### [Excerpted text]
══════

Objective: Human cytomegalovirus (HCMV) is one of the most common congenital infections worldwide and a frequent opportunistic infection that aggravates the condition of human immunodeficiency virus (HIV)-infected patients. The aim of the study was to evaluate the frequency and factors influencing HCMV infection among infants of HIV-positive women.
Methods: The study included 35 infants born to HIV-1-infected mothers examined for congenital infections. Children were evaluated for human immunodeficiency virus type 1 (HIV-1), HCMV, and HCV infection by serological and molecular methods.

══════

Source records:
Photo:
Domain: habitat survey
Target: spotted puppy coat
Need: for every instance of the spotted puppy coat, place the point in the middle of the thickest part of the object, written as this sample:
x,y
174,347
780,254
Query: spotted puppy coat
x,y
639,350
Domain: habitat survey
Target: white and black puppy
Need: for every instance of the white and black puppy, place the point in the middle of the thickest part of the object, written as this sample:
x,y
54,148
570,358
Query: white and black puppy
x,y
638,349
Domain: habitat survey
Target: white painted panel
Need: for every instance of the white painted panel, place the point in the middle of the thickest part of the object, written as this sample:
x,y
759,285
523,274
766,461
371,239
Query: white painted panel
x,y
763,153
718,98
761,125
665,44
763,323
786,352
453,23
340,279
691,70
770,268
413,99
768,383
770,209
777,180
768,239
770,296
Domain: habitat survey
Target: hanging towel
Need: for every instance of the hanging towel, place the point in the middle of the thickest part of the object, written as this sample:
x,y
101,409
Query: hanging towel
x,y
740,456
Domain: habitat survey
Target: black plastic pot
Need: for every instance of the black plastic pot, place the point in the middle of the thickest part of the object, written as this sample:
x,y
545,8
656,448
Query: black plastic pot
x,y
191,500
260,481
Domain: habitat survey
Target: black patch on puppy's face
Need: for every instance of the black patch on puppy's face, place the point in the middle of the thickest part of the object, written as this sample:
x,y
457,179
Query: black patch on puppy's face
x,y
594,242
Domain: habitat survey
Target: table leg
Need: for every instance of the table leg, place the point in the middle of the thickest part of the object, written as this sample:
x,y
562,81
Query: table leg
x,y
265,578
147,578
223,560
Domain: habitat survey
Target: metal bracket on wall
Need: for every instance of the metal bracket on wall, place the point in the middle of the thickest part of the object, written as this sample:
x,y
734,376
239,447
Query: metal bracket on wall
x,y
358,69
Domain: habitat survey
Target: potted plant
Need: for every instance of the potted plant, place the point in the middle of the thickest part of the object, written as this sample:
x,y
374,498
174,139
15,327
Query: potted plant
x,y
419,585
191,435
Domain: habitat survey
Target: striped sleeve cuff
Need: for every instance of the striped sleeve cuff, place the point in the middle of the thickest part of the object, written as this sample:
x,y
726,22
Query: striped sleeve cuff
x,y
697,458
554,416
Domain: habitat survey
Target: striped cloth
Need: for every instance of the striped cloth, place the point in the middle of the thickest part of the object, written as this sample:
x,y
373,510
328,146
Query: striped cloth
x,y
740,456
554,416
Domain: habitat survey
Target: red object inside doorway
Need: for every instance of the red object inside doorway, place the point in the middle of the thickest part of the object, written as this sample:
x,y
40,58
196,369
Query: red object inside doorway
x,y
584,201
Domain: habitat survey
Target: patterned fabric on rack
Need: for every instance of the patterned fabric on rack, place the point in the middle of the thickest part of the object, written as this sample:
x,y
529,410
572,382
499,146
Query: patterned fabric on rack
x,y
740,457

══════

### [Tasks to carry out]
**a)** Please condense the paragraph of the HCMV abstract that begins "Methods: The study included" into one shorter sentence, keeping its main facts.
**b)** Write the next part of the HCMV abstract, following on from its methods paragraph.

### [Answers by item number]
**a)** Thirty-five infants born to HIV-1-infected mothers were examined for congenital infections and tested for HIV-1, HCMV, and HCV by serological and molecular methods.

**b)**
Results: HIV-1 infection was found in one child whose mother did not receive antiretroviral treatment during pregnancy, and HCV infection in another infant. HCMV-DNA in the urine was present in 13/35 infants (37.14%) on the 10th day and 24/35 infants (68.57%) in the 4th week of life. The majority of HCMV-infected infants were asymptomatic, although they manifested microcephaly and low birth weight significantly more frequently (p = 0.006 and p = 0.02, respectively). Type HIV prophylaxis did not influence HCMV transmission.
Conclusions: Although often asymptomatic, HCMV infection in infants born to HIV-infected mothers is frequent and may be associated with prematurity, low birth weight, and microcephaly. Diagnostic procedures in children of HIV-infected mothers should involve HCMV.